Selected extract:
Its something to do with holocrystals, something I thought in 1989 was bit cacky. Apparently, according to the DGP article on handcomputers a holocrystal has about the same storage space as a 1GB SD card.

Its one of those areas where Traveller has not kept up with technology - 1GB in 1977 and 1989 was, like, a phantasy for portable electronics.
 
The ultimate form of storage is with atoms representing information. One could for instance store information on a strand of DNA. DNA is composed of 4 amino acids and DNA molecules can be synthesized and inserted into living cells. You can't beat that for informaton storage.
 
p. 227 of the T20 THB lists "Experience Data Storage" which I would adapt for ship computers and robots. Don't have the other rules in front of me and IIRC they didn't specify data storage.

The earlier TL IMTU mostly follow Earth with punch card, tape, floppy disk, cd form factor, hotswappable memory etc. . After that start plundering from Sci-Fi including the memory for HAL and the Entperise-D, and holocrystals from B5 for example. I'm not 100% what synaptic memory would be aside from references to scientific models of how synapses work in humans. How it would differ in look I'm not sure on a busy Friday. >.<

As for actual storage capacity I'd stick more with game capability, i.e. number of programs or XP in the case of T20 able to be stored, than actual amounts.

Of course with all that Vilani influence it might all be 1970's faux wood-grain VAX terminals complete with choice of either green or orange text on black background, 1/2" reel-to-reel tape, and chiclet keyboards. Might explain the size of ship computers. ^_^

Casey (who suddenly feels like seeing if ye olde Microvision still works)

[EDIT]linkage, general cleanup[/EDIT]
 
Originally posted by Elliot:
Its something to do with holocrystals, something I thought in 1989 was bit cacky. Apparently, according to the DGP article on handcomputers a holocrystal has about the same storage space as a 1GB SD card.

Its one of those areas where Traveller has not kept up with technology - 1GB in 1977 and 1989 was, like, a phantasy for portable electronics.
I know what you mean. I have 128 MB SmartMedia card and it's smaller than a freakin' Triscuit.
 
As was said above, DNA is getting into the ball park of the theoretical limits. There is a proposal to use valence electron spins, that would be pretty much as dense as it gets. (I am real rusty on my micro electronics and nanotech rules, but I seem to recall, the "sense" factions, the "stuff needed to read and write the memory is roughly calculated as twice or three times the size of the actual medium used to record). So a one molecule "byte" would take on the order of three molecules to read it, or change it, and transmit it’s value out into a form that could be accessed by the outside world.

I do not think any sort of “holographic” memory would break that limit, and data crystals would almost certainly be based on that kind of technology.

(IBM is playing with making memory out of valance electron spins as we speak.) At a typical density of BILLIONS or TRILLIONS of atoms, per gram of a typical crystalline material All human knowledge to date, (written or recorded in any format) would fit into something on the order of a paperweight.
For reference, I believe every single know word written in classical Greek, along with translations and commentaries is sold as a set of a dozen CD Roms.

And yes, even at current computing power, ship board computers are dozens of orders of magnitude too large.

Extracted entries:
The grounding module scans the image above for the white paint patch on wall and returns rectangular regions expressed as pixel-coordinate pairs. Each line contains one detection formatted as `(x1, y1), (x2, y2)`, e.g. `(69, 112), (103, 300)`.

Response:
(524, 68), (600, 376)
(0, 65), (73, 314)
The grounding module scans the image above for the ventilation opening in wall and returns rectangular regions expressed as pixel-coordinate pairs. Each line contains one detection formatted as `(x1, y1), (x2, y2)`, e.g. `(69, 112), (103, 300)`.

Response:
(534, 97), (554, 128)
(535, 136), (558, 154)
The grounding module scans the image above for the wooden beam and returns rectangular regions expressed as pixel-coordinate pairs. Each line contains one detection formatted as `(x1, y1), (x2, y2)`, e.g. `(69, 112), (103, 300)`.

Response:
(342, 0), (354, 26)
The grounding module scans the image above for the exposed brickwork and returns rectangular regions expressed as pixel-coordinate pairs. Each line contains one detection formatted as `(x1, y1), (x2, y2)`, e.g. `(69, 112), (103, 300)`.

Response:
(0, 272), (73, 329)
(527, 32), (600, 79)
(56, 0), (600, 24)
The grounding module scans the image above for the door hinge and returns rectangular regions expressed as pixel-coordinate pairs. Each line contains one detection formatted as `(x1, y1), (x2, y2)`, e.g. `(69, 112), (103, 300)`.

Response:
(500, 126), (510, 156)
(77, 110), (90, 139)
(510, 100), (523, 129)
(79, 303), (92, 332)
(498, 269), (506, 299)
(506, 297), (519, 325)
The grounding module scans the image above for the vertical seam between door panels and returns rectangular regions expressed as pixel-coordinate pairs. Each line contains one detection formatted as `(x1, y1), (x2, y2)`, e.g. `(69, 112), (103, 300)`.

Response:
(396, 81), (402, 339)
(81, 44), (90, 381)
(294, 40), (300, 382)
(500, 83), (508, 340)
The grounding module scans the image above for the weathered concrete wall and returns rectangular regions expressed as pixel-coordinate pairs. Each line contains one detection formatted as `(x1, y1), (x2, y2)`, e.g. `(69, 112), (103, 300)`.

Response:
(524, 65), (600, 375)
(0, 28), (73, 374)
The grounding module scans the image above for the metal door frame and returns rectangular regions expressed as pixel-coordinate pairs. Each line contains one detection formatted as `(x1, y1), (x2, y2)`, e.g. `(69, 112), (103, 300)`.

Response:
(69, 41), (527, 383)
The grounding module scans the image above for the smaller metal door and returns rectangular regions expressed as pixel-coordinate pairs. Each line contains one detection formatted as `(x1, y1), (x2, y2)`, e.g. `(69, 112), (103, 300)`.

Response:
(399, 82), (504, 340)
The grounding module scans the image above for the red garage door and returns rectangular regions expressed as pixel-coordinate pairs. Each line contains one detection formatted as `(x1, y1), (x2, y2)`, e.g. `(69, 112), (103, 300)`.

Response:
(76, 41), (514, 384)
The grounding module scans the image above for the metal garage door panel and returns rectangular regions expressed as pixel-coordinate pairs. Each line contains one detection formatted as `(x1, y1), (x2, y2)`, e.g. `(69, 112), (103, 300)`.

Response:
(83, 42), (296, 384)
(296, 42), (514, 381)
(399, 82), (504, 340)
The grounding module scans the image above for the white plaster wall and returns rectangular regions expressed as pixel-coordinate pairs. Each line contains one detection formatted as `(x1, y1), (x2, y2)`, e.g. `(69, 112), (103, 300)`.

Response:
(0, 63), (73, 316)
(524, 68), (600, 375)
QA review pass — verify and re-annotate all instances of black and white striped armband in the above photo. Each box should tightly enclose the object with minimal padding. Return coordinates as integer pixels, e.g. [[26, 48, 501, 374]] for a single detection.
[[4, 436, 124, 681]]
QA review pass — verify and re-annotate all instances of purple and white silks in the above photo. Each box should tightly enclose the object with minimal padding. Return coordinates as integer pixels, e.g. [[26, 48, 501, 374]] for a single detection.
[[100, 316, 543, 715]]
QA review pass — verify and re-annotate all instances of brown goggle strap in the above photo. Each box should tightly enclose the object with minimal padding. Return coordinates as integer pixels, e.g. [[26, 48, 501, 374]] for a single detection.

---

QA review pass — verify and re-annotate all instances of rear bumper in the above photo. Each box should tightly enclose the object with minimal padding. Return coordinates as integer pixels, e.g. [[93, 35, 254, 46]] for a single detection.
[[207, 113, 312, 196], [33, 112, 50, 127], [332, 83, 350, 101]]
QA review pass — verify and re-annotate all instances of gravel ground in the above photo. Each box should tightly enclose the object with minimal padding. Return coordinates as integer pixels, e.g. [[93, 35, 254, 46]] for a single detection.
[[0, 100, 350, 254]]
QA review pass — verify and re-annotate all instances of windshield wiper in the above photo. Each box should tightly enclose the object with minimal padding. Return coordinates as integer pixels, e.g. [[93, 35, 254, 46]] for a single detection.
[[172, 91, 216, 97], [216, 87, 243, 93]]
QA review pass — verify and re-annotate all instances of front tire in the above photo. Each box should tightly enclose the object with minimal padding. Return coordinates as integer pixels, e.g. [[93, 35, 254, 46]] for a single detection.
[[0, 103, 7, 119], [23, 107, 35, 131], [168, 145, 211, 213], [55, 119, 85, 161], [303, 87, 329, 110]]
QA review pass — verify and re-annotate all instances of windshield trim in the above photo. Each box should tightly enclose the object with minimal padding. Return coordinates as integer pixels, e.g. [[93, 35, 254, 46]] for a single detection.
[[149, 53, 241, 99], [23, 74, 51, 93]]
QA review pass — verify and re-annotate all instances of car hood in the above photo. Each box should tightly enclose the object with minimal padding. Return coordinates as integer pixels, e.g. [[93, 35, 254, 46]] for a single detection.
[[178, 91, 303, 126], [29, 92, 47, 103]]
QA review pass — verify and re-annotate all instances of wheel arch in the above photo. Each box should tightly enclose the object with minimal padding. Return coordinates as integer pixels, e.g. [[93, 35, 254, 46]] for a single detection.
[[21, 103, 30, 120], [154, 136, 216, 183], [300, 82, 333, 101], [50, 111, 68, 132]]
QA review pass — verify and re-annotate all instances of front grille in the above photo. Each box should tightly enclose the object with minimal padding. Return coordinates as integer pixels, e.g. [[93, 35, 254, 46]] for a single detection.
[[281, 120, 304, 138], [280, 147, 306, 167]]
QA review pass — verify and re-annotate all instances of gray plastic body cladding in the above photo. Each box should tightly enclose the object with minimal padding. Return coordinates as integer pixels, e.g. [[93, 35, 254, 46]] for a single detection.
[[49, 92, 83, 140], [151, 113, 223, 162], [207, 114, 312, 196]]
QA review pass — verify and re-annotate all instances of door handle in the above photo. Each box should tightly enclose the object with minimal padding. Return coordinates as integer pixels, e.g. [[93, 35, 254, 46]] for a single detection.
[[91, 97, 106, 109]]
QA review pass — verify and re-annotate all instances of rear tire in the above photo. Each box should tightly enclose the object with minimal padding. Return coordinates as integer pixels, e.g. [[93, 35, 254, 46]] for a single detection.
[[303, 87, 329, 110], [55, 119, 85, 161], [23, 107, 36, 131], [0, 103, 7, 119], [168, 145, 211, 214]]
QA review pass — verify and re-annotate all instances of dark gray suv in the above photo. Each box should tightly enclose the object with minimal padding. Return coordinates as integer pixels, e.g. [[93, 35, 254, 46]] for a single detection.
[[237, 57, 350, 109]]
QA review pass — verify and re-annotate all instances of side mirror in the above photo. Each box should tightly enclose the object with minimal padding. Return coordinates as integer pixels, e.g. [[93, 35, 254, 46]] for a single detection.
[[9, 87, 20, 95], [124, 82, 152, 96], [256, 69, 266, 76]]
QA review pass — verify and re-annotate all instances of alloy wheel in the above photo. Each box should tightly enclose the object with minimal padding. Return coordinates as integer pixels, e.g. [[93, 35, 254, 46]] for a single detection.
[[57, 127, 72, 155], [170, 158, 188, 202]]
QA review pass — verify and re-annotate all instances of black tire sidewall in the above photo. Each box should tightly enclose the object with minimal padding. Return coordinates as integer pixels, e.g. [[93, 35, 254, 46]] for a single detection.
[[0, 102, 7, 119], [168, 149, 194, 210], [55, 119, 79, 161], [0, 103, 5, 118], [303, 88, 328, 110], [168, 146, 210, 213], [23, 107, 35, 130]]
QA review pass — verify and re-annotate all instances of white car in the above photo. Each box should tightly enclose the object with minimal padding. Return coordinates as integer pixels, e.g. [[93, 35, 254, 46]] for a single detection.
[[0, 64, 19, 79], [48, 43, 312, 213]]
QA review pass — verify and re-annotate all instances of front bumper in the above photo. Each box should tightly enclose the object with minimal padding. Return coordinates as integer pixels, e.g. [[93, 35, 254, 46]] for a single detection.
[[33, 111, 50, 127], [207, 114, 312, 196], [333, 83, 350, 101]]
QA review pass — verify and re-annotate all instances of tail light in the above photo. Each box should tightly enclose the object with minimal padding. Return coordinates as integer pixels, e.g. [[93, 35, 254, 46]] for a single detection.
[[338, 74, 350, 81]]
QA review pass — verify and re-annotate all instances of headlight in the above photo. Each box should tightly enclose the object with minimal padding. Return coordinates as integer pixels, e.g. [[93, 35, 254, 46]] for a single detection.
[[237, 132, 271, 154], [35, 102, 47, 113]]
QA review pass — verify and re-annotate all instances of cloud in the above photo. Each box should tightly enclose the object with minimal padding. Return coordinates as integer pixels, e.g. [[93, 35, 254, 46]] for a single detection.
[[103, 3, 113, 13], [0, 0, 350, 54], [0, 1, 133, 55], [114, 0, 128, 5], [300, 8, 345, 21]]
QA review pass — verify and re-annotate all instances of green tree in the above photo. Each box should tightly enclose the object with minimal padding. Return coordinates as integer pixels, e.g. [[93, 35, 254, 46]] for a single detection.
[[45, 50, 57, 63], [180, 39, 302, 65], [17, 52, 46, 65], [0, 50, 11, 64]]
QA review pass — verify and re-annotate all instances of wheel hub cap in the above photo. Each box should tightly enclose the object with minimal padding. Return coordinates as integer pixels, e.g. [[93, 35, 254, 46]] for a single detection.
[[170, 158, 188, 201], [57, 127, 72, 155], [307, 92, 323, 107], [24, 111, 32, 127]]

Task objective: Continue the forum discussion of data storage in Traveller, picking up after its last sentence about the size of shipboard computers.

Task output:
Cassini is the size of a school bus. It has nineteen industrial processors, (seven years ago, at the time of Launch, state of the art for industrial processors was roughly a 286 processor. This means it has significantly less computing power than the PC you are posting on this board with. With that limited amount of power, it was able to successfully navigate 900 million miles through several coarse corrections, including at least 4 slingshots, and arrive at its destination within one second. The course was pre-potted, but it had to be executed completely autonomously. It survived the asteroid belt, and Saturn’s rings.

Also remember that navigation was only a SMALL part of the job of those processors. They have to sequence, operate, data store and transmit the data, from all of the experiments as well as monitor the functioning of all systems.

Since all natural objects and even man made objects, until power is applied, are on courses that once computed, WILL NOT change, the navigation simply consists of knowing your position, and calculating a course around the natural objects to your destination. Then you must calculate the projected courses, (and danger zone courses, ala C J Cherryh.) Again, a real world example, in addition to all of its electronics to control it’s own navigation, radar, and other systems, the AWAC planes call track into the several hundred range of airborne and sea born targets, and calculate and display, position, course intercept, friend and foe, and transponder data simultaneously. Exactly the data that a star ship nav computer in a traveller setting needs, and I would suspect that if you got into a situation requiring the tracking of more than 10 to 20 thousand objects, you are probably in a more hostile environment than the human crew can comprehend, and are probably in extream danger anyway.

By moore’s law (computing power doubles every 18 months) the raw computing power to sit on top of you desk, or at least be no bigger than your desk is already on the drawing board and will be state of the art in 5-10 years.

AI is a whole other kettle of fish, but once the basic programming is worked out, the hardware should be state of the art and virtually anything but the simplest handheld devices should be capable of containing an AI.

So, your basic desktop in one HUNDRED years, should be capable of running ALL shipboard functions, before we even get to the several thousand years to the height of the third imperium.

Yes, I am a computer tech, and have programmed, and maintained computers for 25 Years, so I will stand behind these projects, as at least close to reality.

Peace

Mr Tek

(I need to learn not to write these long posts though....)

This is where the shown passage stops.